• Work task
Using the word "clicks" as the filter, copy each matching line from the records.

[Saved entries]
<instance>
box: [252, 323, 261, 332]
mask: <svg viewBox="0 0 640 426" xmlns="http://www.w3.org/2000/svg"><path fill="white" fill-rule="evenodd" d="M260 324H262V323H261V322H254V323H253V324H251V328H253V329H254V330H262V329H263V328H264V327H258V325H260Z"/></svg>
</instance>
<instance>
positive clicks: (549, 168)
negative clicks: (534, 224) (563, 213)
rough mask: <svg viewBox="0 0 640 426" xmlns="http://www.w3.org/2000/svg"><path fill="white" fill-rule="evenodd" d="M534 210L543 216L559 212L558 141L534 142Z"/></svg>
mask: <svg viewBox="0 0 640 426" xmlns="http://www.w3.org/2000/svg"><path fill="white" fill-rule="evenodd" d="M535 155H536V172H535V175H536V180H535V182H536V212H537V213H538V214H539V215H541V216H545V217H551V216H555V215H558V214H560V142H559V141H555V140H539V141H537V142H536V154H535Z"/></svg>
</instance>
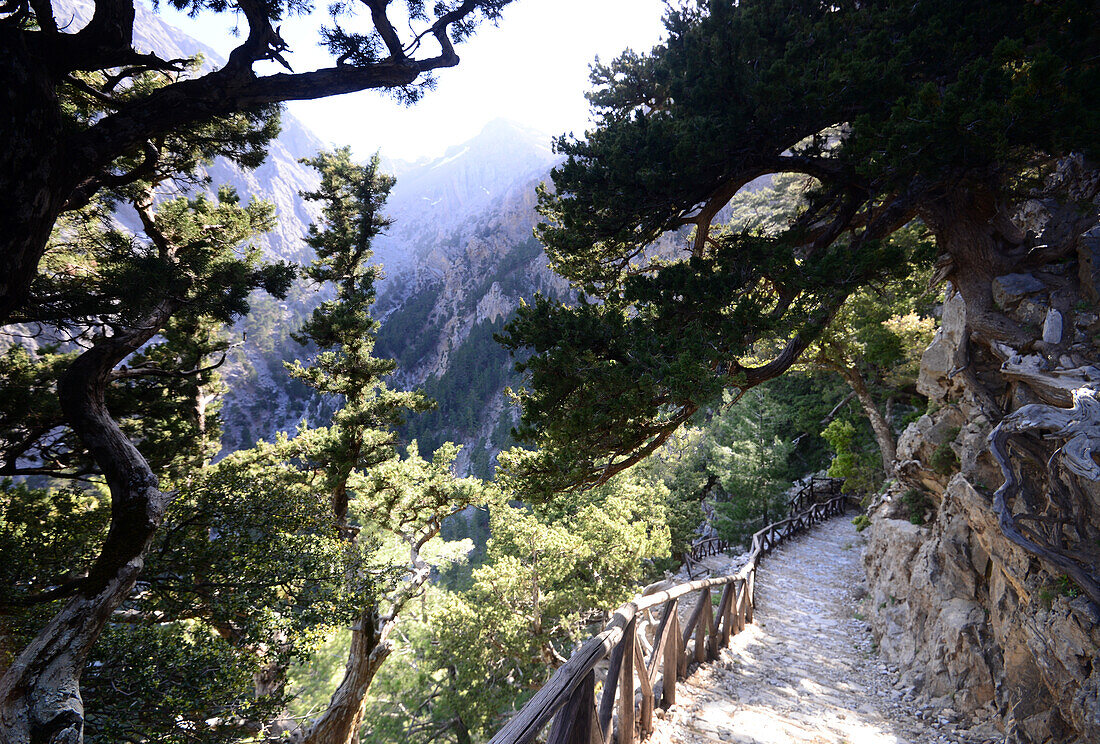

• Answer section
positive clicks: (549, 168)
negative clicks: (534, 224) (563, 213)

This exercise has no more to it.